--- Begin INFORMATION SHOWN ---

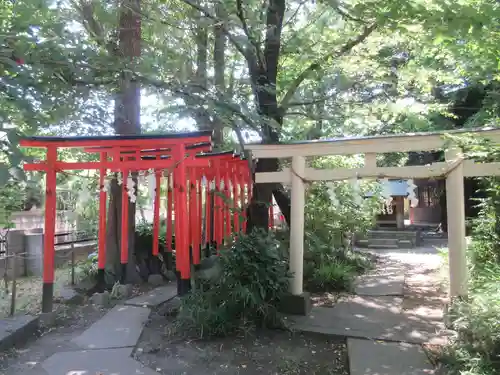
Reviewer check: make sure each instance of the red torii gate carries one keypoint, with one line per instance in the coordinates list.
(189, 161)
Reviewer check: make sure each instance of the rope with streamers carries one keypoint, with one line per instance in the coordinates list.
(449, 169)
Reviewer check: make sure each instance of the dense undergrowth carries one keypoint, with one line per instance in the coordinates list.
(247, 294)
(475, 350)
(254, 270)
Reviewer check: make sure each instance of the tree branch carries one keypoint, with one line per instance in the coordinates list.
(347, 16)
(246, 30)
(86, 10)
(367, 30)
(206, 12)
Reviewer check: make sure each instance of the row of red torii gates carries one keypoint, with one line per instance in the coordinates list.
(202, 186)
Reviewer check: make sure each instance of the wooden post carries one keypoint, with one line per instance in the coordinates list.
(371, 160)
(297, 225)
(101, 250)
(400, 212)
(49, 232)
(455, 207)
(124, 228)
(156, 213)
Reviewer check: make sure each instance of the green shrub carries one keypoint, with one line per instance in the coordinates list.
(253, 280)
(475, 350)
(87, 269)
(327, 269)
(330, 276)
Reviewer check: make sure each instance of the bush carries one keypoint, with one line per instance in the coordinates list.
(254, 278)
(476, 347)
(334, 275)
(475, 350)
(330, 263)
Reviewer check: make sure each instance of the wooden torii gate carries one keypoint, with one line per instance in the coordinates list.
(454, 169)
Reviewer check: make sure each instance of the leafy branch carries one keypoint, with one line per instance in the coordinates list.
(367, 30)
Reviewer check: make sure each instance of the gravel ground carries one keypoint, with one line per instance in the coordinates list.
(71, 321)
(262, 353)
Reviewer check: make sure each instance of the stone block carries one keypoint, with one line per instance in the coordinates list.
(170, 275)
(17, 330)
(69, 296)
(156, 280)
(123, 291)
(16, 246)
(34, 252)
(296, 304)
(102, 362)
(101, 299)
(121, 327)
(154, 297)
(209, 269)
(48, 320)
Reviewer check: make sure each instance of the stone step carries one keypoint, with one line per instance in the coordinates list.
(119, 328)
(386, 358)
(383, 243)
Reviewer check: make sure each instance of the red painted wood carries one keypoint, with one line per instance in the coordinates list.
(227, 206)
(271, 215)
(193, 217)
(117, 165)
(124, 223)
(50, 218)
(199, 202)
(101, 252)
(208, 210)
(181, 218)
(218, 218)
(156, 213)
(234, 180)
(170, 207)
(112, 143)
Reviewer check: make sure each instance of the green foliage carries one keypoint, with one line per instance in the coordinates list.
(253, 280)
(332, 275)
(11, 200)
(476, 348)
(87, 269)
(330, 264)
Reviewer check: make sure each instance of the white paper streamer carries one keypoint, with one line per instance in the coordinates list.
(331, 192)
(356, 190)
(411, 193)
(151, 184)
(106, 186)
(84, 195)
(131, 189)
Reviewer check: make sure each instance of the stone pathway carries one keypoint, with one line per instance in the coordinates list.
(105, 348)
(384, 336)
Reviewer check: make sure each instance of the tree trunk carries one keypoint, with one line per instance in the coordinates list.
(127, 121)
(264, 79)
(219, 71)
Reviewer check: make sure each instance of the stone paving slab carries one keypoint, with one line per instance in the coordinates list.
(155, 297)
(369, 317)
(380, 285)
(92, 362)
(367, 357)
(119, 328)
(17, 330)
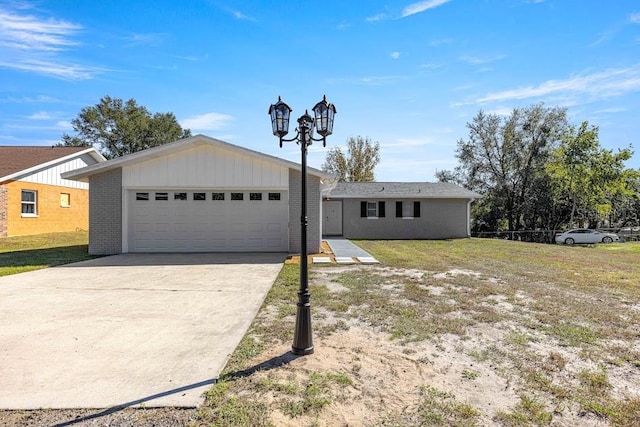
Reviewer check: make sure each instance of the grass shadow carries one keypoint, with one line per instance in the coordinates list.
(30, 259)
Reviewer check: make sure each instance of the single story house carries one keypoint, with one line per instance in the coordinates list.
(34, 198)
(200, 194)
(397, 210)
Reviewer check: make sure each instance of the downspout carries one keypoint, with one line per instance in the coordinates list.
(469, 217)
(326, 185)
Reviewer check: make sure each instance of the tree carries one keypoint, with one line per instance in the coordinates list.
(117, 128)
(590, 179)
(503, 159)
(358, 164)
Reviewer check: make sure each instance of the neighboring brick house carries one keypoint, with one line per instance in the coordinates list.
(34, 198)
(200, 194)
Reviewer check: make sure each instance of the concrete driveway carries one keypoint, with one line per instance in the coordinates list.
(133, 329)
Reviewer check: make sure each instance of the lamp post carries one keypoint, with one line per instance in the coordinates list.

--- End INFORMATION SHOWN ---

GIVEN EXERCISE | Transcribe the listing verbatim, starting at the line that contains "Reviewer check: make sure each instance of the stone pathway" and running through the end of the listing, with both ends included. Leave out the pictures.

SOLUTION TO THIS TASK |
Reviewer check: make sure each instance of the stone pathway carries one keypoint, with one line per instance in the coordinates list.
(105, 348)
(384, 336)
Reviewer check: make sure each instance of the tree trunk carries one keypoint, with one line per instance in the coordinates list.
(127, 121)
(264, 79)
(219, 71)
Reviewer check: make sure each instance of the stone paving slab carries one keypoint, with one line per instance in the coordinates list.
(155, 297)
(369, 317)
(380, 285)
(92, 362)
(367, 357)
(119, 328)
(17, 330)
Reviewer check: make sure each instance of the grass shadow carries one keypoint, with one line per instance in the coordinates list.
(30, 259)
Reviewer check: make sure each instance of the single story house carries one keypoint, with one line per instance in the coordinates list.
(34, 198)
(200, 194)
(397, 210)
Reviewer check: make sure each instance of the downspout carries one keypoint, with one line per instance in the coordinates list.
(469, 217)
(326, 185)
Reviewer check: make sure each instance of the tree carries one keypoint, with one line per instance in the coordinates list.
(117, 128)
(590, 179)
(503, 159)
(358, 164)
Reviewer check: make sure each instance of the neighboring brick house carries one keypoint, with one line per instance in the coordinates list.
(34, 198)
(200, 194)
Reviewer check: make sure each instance of the concrete driveway carries one keypoint, with one line per instance in the coordinates list.
(133, 329)
Reviewer check: make sure each instance of the lamp post carries one keypoint, with one line per instance in the coordinates list.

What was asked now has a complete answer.